◆ Exercise input:
····················

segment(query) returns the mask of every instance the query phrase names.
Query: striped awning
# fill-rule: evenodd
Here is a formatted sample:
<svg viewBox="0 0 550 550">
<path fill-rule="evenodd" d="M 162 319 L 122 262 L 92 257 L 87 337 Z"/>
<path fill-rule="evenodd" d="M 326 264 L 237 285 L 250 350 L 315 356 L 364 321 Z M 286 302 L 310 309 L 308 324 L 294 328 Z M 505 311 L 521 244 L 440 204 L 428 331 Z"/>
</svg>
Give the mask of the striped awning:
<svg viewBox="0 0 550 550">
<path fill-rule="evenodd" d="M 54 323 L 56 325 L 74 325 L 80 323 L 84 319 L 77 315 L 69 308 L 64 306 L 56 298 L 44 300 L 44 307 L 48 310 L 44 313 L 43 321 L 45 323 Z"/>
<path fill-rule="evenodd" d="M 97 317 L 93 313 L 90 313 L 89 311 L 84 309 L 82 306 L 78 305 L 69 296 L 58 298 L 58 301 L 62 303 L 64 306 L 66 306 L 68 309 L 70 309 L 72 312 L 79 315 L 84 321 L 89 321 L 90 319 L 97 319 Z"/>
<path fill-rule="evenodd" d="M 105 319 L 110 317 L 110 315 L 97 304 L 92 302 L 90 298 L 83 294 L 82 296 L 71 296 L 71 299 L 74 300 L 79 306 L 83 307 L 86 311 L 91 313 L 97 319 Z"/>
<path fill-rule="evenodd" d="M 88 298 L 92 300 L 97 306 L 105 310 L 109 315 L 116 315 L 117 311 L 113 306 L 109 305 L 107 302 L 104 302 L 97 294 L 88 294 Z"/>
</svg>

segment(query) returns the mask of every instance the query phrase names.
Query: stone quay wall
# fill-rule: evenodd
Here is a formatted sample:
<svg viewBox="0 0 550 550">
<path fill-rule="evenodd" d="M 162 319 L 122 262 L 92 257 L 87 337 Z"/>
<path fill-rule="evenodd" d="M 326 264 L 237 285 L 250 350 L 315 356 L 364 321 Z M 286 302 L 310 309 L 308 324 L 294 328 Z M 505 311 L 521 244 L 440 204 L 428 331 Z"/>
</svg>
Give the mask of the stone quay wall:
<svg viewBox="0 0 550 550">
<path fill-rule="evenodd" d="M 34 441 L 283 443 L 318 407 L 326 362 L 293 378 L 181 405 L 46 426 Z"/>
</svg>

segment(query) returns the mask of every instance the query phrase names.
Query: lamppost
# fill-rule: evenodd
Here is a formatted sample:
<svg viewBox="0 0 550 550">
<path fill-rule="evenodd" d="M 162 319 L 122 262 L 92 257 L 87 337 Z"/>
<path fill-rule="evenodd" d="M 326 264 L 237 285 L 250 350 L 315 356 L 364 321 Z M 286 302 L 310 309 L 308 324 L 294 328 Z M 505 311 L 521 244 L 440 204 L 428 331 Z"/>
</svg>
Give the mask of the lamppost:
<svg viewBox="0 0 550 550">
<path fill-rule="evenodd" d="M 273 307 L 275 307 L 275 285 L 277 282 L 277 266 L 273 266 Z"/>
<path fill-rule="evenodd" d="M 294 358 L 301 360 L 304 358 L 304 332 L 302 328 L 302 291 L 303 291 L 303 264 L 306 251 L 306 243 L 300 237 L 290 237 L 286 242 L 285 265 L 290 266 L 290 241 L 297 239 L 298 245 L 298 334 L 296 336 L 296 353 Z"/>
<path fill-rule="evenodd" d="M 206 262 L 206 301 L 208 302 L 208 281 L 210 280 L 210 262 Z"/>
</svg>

····················

Going line by line, set down the data above exactly as given.

segment(query) returns the mask of every instance the query phrase names.
Query: striped awning
# fill-rule: evenodd
Here is a formatted sample:
<svg viewBox="0 0 550 550">
<path fill-rule="evenodd" d="M 162 319 L 122 262 L 92 257 L 87 337 Z"/>
<path fill-rule="evenodd" d="M 326 264 L 237 285 L 250 350 L 315 356 L 364 321 Z M 286 302 L 310 309 L 308 324 L 294 328 Z M 505 311 L 521 244 L 440 204 L 428 331 Z"/>
</svg>
Give the mask of the striped awning:
<svg viewBox="0 0 550 550">
<path fill-rule="evenodd" d="M 54 323 L 56 325 L 74 325 L 80 323 L 84 319 L 77 315 L 69 308 L 64 306 L 56 298 L 44 300 L 44 307 L 48 310 L 44 313 L 43 321 L 45 323 Z"/>
<path fill-rule="evenodd" d="M 97 317 L 93 313 L 90 313 L 89 311 L 84 309 L 82 306 L 78 305 L 69 296 L 58 298 L 58 301 L 62 303 L 64 306 L 66 306 L 68 309 L 70 309 L 72 312 L 79 315 L 84 321 L 89 321 L 90 319 L 97 319 Z"/>
<path fill-rule="evenodd" d="M 105 319 L 110 317 L 110 315 L 97 304 L 92 302 L 90 298 L 83 294 L 82 296 L 71 296 L 71 299 L 74 300 L 79 306 L 83 307 L 86 311 L 91 313 L 97 319 Z"/>
<path fill-rule="evenodd" d="M 88 298 L 92 300 L 97 306 L 105 310 L 109 315 L 116 315 L 117 311 L 113 306 L 109 305 L 107 302 L 104 302 L 97 294 L 88 294 Z"/>
</svg>

segment(query) returns the mask of every instance the query phrase names.
Query: stone quay wall
# fill-rule: evenodd
Here is a formatted sample:
<svg viewBox="0 0 550 550">
<path fill-rule="evenodd" d="M 162 319 L 122 262 L 92 257 L 87 337 Z"/>
<path fill-rule="evenodd" d="M 326 264 L 237 285 L 250 350 L 315 356 L 364 321 Z M 286 302 L 310 309 L 308 324 L 294 328 Z M 505 311 L 521 244 L 440 204 L 428 331 Z"/>
</svg>
Give the mask of the stone quay wall:
<svg viewBox="0 0 550 550">
<path fill-rule="evenodd" d="M 34 441 L 283 443 L 318 407 L 326 362 L 293 378 L 181 405 L 46 426 Z"/>
</svg>

segment(query) returns the mask of every instance the query phrase names.
Query: lamppost
# fill-rule: evenodd
Here is a formatted sample:
<svg viewBox="0 0 550 550">
<path fill-rule="evenodd" d="M 162 319 L 122 262 L 92 257 L 87 337 Z"/>
<path fill-rule="evenodd" d="M 326 264 L 237 285 L 250 350 L 315 356 L 364 321 Z M 286 302 L 310 309 L 308 324 L 294 328 Z M 505 311 L 521 244 L 440 204 L 428 331 Z"/>
</svg>
Give the mask of the lamppost:
<svg viewBox="0 0 550 550">
<path fill-rule="evenodd" d="M 273 307 L 275 307 L 275 285 L 277 282 L 277 266 L 273 266 Z"/>
<path fill-rule="evenodd" d="M 294 358 L 301 360 L 304 358 L 304 332 L 302 328 L 302 291 L 303 291 L 303 264 L 306 251 L 306 243 L 300 237 L 290 237 L 286 242 L 285 265 L 290 266 L 290 241 L 297 239 L 298 245 L 298 334 L 296 336 L 296 353 Z"/>
<path fill-rule="evenodd" d="M 206 262 L 206 301 L 208 302 L 208 281 L 210 280 L 210 262 Z"/>
</svg>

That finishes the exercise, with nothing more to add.